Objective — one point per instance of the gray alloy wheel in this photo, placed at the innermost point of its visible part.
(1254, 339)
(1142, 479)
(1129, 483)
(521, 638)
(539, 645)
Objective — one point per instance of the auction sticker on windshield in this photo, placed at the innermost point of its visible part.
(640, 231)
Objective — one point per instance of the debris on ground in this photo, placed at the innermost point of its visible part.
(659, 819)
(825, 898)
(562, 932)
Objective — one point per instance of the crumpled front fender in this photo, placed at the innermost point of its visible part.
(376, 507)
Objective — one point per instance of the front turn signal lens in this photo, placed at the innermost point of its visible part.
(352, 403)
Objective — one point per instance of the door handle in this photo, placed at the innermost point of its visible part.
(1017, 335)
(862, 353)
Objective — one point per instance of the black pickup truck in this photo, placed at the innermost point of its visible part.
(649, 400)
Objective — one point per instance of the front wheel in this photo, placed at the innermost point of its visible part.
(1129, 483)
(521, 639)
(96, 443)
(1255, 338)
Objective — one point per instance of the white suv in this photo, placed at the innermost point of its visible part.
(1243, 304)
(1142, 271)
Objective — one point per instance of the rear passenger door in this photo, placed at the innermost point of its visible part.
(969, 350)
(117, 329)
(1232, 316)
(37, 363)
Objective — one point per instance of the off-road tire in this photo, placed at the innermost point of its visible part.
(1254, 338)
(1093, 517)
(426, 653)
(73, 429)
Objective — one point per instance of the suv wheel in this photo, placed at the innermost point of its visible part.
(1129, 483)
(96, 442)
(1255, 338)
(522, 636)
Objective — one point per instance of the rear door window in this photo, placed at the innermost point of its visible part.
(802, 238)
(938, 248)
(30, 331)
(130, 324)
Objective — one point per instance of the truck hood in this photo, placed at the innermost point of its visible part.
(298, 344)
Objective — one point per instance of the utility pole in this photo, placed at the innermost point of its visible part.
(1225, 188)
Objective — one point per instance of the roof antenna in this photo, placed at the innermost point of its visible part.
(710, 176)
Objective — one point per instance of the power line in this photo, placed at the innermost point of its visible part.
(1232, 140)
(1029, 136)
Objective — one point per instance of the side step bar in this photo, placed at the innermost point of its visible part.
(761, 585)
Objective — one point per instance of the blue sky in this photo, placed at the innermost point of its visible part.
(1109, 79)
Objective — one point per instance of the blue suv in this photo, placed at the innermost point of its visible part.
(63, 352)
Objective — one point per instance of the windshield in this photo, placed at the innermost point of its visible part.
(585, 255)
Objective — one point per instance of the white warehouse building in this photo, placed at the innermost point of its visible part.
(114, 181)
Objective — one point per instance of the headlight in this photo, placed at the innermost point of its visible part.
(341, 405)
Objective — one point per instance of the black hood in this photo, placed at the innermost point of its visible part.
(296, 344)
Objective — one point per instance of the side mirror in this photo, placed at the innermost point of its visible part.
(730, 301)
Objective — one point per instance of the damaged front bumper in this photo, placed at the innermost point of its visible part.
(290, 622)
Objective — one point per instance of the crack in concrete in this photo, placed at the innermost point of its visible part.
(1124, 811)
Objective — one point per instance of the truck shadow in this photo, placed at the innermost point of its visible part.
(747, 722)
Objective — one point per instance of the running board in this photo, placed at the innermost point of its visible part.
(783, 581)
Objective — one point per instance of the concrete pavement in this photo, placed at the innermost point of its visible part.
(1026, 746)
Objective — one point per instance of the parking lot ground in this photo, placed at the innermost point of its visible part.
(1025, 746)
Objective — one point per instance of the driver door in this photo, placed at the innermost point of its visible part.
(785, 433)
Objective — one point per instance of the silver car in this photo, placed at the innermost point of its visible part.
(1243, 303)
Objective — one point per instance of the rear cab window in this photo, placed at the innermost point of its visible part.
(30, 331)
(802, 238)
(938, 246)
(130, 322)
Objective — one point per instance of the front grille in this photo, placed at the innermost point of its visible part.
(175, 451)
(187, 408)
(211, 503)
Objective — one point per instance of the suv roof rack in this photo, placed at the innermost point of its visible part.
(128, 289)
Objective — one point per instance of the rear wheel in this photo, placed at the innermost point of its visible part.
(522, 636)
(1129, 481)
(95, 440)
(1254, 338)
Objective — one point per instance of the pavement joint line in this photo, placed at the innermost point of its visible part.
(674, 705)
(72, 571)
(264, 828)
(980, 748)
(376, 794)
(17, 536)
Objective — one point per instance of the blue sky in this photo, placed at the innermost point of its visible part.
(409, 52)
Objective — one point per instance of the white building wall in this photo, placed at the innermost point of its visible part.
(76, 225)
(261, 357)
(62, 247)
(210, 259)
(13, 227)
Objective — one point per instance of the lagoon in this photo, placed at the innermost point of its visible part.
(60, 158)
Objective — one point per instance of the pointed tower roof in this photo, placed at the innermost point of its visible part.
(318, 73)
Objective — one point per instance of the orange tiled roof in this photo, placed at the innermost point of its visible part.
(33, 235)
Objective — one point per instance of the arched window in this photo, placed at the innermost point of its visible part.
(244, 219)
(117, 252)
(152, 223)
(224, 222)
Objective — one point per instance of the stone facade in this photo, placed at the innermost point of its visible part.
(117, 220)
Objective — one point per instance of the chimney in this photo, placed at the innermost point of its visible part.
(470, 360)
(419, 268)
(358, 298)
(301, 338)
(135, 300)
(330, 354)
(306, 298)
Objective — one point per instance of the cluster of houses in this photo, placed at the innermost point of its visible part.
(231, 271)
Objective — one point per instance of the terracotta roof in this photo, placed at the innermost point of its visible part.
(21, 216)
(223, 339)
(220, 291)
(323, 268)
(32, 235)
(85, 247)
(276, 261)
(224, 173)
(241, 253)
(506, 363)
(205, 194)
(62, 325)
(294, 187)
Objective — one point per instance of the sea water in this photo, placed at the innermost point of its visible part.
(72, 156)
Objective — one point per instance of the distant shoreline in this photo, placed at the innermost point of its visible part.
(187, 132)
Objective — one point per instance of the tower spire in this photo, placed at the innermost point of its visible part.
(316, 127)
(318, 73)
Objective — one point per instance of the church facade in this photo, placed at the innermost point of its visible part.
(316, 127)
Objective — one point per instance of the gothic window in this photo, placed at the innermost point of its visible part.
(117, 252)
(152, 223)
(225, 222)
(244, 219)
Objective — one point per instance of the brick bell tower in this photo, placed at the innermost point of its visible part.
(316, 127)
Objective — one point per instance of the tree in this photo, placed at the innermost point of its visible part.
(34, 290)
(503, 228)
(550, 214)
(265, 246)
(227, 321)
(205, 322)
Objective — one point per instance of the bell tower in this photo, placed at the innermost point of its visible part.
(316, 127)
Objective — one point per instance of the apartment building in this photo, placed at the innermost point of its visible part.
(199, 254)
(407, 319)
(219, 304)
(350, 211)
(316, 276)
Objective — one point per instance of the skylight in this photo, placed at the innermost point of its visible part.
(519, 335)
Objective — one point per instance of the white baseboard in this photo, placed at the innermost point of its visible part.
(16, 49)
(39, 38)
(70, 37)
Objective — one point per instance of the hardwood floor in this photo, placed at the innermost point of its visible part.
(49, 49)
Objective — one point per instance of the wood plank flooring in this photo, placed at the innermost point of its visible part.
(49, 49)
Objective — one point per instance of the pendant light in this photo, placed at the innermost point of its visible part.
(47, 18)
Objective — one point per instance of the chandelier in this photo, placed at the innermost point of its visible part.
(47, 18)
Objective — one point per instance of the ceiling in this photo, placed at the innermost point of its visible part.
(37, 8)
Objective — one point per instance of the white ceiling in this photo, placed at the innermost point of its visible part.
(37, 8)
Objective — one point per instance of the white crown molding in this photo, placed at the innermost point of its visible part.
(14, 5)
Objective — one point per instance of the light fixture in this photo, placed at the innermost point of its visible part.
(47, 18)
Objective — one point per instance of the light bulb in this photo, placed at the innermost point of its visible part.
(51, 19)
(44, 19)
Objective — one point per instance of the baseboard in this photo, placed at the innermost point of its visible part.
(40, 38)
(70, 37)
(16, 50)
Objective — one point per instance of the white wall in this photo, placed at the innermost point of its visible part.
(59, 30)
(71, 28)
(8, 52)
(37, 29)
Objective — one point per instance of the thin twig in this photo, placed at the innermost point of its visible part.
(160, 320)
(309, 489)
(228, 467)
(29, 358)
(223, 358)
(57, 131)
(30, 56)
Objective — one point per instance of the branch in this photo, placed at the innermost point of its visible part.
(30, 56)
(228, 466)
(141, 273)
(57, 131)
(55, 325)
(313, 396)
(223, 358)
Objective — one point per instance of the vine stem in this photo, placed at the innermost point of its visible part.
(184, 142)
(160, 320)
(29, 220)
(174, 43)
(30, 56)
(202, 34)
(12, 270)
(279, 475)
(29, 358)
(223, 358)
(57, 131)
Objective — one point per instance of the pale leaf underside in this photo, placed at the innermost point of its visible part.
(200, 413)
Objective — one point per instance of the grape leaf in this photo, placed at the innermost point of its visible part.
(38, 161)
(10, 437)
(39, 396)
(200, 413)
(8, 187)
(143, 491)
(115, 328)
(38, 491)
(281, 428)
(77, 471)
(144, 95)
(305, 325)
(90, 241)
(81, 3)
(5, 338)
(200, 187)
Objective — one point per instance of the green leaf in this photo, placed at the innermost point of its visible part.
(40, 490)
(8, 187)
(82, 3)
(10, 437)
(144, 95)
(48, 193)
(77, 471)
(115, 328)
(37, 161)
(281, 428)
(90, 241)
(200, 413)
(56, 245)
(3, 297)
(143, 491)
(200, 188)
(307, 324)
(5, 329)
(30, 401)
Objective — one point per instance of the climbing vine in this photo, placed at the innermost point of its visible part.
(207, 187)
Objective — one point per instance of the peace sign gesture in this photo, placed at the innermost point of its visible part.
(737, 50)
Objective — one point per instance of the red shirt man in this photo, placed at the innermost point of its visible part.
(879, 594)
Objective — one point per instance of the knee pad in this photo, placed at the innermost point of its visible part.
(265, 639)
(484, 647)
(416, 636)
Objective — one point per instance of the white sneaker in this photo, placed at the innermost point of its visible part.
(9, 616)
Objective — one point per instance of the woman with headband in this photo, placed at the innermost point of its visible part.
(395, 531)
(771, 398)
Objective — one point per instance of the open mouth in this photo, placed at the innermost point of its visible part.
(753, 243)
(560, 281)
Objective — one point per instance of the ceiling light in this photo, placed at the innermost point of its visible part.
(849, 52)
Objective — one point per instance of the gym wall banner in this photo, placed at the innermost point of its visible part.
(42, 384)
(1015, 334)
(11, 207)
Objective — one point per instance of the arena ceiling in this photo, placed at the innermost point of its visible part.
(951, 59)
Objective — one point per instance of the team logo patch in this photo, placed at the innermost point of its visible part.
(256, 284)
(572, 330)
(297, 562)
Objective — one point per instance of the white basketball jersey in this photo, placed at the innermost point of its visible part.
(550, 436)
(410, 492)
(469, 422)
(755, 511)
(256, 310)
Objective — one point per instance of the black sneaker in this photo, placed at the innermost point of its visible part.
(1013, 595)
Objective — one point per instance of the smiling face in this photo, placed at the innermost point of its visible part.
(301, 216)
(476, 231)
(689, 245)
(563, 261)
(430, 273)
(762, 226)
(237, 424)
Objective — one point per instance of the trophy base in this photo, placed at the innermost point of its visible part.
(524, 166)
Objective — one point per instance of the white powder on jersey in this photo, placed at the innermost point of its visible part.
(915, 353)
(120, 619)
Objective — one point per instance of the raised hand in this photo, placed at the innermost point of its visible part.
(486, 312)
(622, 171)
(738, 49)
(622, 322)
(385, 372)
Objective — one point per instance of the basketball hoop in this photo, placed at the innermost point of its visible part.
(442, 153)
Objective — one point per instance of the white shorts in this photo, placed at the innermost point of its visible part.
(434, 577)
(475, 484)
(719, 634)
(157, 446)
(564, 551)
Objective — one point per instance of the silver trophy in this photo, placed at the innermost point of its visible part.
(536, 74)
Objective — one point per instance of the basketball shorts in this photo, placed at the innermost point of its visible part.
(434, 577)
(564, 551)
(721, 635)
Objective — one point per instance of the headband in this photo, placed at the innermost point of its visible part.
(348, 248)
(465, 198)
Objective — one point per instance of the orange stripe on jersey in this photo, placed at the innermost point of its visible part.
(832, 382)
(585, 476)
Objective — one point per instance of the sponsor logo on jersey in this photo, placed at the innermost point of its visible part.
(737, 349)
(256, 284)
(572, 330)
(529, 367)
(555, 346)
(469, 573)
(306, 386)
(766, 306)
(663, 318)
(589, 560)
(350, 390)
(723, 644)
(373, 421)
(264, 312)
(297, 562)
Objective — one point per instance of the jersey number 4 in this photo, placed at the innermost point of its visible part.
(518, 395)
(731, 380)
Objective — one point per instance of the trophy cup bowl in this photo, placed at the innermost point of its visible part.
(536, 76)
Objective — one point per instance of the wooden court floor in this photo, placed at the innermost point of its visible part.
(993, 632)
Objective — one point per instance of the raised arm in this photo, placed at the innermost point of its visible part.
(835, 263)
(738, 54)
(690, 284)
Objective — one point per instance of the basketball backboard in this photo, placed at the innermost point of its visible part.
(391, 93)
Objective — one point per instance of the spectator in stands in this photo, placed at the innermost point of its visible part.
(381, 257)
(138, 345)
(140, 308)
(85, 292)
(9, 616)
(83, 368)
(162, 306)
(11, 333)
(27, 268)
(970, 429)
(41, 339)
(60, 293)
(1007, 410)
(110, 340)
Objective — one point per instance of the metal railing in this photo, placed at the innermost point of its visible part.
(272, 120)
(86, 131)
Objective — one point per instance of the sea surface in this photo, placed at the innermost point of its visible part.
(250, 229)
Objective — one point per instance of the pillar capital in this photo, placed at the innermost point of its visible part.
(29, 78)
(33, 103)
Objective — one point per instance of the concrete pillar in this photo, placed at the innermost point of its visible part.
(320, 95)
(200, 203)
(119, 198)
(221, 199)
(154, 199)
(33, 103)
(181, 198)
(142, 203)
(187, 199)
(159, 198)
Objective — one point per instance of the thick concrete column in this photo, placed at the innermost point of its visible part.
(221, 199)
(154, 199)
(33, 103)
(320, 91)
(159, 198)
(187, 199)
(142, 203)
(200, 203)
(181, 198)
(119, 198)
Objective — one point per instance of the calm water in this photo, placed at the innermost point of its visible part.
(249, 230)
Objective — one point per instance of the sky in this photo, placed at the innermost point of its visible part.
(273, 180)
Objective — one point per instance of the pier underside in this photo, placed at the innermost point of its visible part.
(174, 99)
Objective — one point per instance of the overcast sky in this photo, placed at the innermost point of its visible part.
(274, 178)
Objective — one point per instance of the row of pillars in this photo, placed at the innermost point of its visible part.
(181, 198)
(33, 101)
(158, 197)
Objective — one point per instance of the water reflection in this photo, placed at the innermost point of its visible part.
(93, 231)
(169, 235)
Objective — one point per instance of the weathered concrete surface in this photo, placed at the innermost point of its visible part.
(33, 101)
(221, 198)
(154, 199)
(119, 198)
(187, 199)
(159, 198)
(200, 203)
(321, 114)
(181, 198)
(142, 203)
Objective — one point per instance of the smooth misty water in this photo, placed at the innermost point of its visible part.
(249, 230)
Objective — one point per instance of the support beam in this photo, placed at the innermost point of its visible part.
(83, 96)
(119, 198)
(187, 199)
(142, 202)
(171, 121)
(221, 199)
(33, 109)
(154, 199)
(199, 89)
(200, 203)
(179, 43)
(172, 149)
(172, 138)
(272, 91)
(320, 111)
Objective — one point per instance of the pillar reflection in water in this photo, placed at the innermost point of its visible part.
------------------------------------------------------------
● To be done
Copy out, word for word, the part of the entries above that opens with the line containing "Objective — one point per instance of the side step" and closes with the line containing "(1026, 746)", both of those lines included.

● Written solution
Objective — one point per instance of the side step bar in this photo, placed at the innermost point of its visible part.
(761, 585)
Objective — one point per instance of the blue sky in this photo, placed at the innermost point of its visible part.
(1109, 79)
Objective — one point per instance of the blue suv in this photo, placed at the innermost point of its visible part.
(63, 352)
Objective — one point per instance of the windshield in this photo, placed at the innermost point of its visible part.
(585, 255)
Objective — one point per instance of the white warehouse building in this photo, placed at the innermost point of its visible part.
(114, 181)
Objective — one point per instance of the headlight in this photo, placed at the innermost point of its visible part.
(341, 405)
Objective — one point per instance of the black hood in this photo, placed at the innermost point of its visible part.
(296, 344)
Objective — one point per instance of the side mirror in this photo, placed at the innermost point of its visible part.
(730, 301)
Objective — one point per instance of the damaged front bumper in this photo, placed at the innermost point of its visible part.
(290, 622)
Objective — one point per instance of the crack in concrete in this photo, placed at the innermost point of its visible part.
(1124, 811)
Objective — one point per instance of the truck shadow in this photo, placed at the innermost point of its visible part.
(747, 722)
Objective — one point per instance of the running board in this photo, placed at the innermost point of its visible part.
(783, 581)
Objective — one point per instance of the concrete pavement in this photo, placed at the innermost point of its visible part.
(1026, 746)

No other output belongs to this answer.